Short task:
Make an exact copy of the listing below.

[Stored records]
------

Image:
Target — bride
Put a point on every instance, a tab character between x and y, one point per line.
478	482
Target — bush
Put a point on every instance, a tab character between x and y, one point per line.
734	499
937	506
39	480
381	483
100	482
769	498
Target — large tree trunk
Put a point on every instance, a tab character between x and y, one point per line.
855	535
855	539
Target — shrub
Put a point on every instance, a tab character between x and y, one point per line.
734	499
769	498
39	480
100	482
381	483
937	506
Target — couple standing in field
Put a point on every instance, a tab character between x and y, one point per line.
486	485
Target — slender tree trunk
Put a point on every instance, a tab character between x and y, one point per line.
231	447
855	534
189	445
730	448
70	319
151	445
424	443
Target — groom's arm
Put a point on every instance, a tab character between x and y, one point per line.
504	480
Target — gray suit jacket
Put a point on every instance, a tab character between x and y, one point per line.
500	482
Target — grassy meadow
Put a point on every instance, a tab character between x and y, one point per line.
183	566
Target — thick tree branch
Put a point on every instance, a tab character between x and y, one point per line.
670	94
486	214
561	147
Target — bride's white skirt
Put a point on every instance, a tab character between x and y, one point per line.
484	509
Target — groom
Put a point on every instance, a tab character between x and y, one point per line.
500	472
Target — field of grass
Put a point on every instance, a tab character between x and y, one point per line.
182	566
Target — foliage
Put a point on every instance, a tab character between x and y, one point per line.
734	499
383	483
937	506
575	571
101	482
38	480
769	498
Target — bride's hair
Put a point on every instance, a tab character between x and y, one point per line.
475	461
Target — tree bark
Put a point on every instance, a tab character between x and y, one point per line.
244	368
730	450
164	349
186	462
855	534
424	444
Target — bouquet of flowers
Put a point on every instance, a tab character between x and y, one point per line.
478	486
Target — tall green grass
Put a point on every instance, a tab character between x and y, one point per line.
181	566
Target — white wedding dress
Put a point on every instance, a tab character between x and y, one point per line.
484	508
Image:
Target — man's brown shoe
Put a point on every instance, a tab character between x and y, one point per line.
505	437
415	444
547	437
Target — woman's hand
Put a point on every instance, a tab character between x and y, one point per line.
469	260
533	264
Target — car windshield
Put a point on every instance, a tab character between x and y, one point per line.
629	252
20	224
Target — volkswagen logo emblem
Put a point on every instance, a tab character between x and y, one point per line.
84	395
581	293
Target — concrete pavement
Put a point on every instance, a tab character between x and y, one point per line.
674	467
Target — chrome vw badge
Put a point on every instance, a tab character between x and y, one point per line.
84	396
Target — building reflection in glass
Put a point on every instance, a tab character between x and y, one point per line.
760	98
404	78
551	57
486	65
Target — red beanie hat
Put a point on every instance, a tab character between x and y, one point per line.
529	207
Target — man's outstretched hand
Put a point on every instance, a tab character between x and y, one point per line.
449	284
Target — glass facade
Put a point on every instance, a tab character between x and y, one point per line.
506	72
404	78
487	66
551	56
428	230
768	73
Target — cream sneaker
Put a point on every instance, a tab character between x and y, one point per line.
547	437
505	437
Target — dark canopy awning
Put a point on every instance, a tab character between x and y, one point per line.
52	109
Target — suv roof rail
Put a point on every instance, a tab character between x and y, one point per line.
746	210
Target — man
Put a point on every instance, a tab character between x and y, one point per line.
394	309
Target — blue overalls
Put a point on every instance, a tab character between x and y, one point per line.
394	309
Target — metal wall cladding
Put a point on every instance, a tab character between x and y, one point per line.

------

Full response:
Image:
Target — bride
Put a point on every instance, a tab character between x and y, one point per line.
478	482
Target — bush
Put a point on every instance, a tab character between x and y, one point per line.
734	499
937	506
39	480
381	483
100	482
769	498
Target — large tree trunk
Put a point on every instance, a tab character between x and y, one point per line.
855	535
855	539
Target — shrub
Put a point on every instance, a tab character between x and y, one point per line.
734	499
769	498
39	480
100	482
381	483
937	506
Target — couple standing in field
Put a point on every instance, a tab character between x and y, one point per line.
486	485
Target — slender tree trunk
Put a point on every instance, a tab character between x and y, one point per line.
231	447
855	534
189	445
730	448
70	319
151	445
424	443
Target — groom's arm
Put a point on every instance, a tab character between x and y, one point per line.
504	480
Target — gray suit jacket
Put a point on every instance, a tab character between x and y, one point per line.
500	482
Target — grassy meadow
Put a point on every instance, a tab character between x and y, one point per line.
183	566
Target — thick tree branch
Put a point on every instance, a tab character between x and y, one point per line.
670	94
486	214
561	147
Target — bride's white skirt
Put a point on every instance, a tab character between x and y, one point per line.
484	509
Target — groom
Put a point on every instance, a tab character between x and y, one point per line.
500	472
Target — field of grass
Put a point on every instance, a tab character between x and y, one point per line.
182	566
Target — foliage
Put a point on every instance, a tab character between x and y, one point per line.
734	499
383	483
937	506
575	571
101	482
38	480
769	498
Target — bride's hair
Put a point on every instance, a tab character between x and y, one point per line.
475	461
Target — tree bark
Put a point on every instance, a tab character between x and y, one point per line.
244	368
730	450
164	349
186	462
855	534
424	444
Target — bouquet of flowers
Put a point on every instance, a tab character between x and y, one point per line.
478	486
Target — tall green grass
Put a point on every instance, a tab character between x and y, one point per line.
181	566
Target — white wedding dress
Put a point on every instance, a tab character between x and y, one point per line.
484	508
Image:
Target — man's brown shoe
Put a point on every instance, a tab character between x and y, one point per line.
505	437
415	444
547	437
Target — woman's hand
Put a point on every instance, a tab character between x and y, one point per line.
469	260
533	264
Target — car windshield
Put a point on every instance, a tab character between x and y, one point per line.
629	252
20	224
Target — volkswagen logo emblem
Put a point on every instance, a tab character between x and y, one point per line.
84	395
581	293
Target — concrete pavement
Put a point on every instance, a tab character between x and y, one point per line.
674	467
Target — chrome vw badge
Put a point on every instance, a tab character between x and y, one point per line.
84	396
Target — building reflection in glass
Put a point on every instance, a tab character between x and y, one point per line.
760	98
404	78
551	57
486	65
Target — red beanie hat
Put a point on every instance, a tab character between x and y, one point per line.
529	207
Target — man's outstretched hand
Put a point on every instance, a tab character between x and y, one point per line.
449	284
Target — glass facade
Put a point on every instance, a tab character between x and y, one point per line.
506	72
404	78
487	66
551	56
428	230
768	73
Target — cream sneaker
Put a point on every instance, a tab character between x and y, one point per line.
547	437
505	437
Target — dark canopy awning
Put a point on every instance, a tab character between x and y, one point per line.
52	109
Target — suv roof rail
Put a point on every instance, a tab character between x and y, one point per line.
746	210
Target — man
Put a point on every instance, a tab character between x and y, one point per line.
394	309
Target — blue overalls
Put a point on every instance, a tab character between x and y, one point per line.
394	309
Target — metal wall cladding
Put a point on every instance, a tab character between x and y, one point per line.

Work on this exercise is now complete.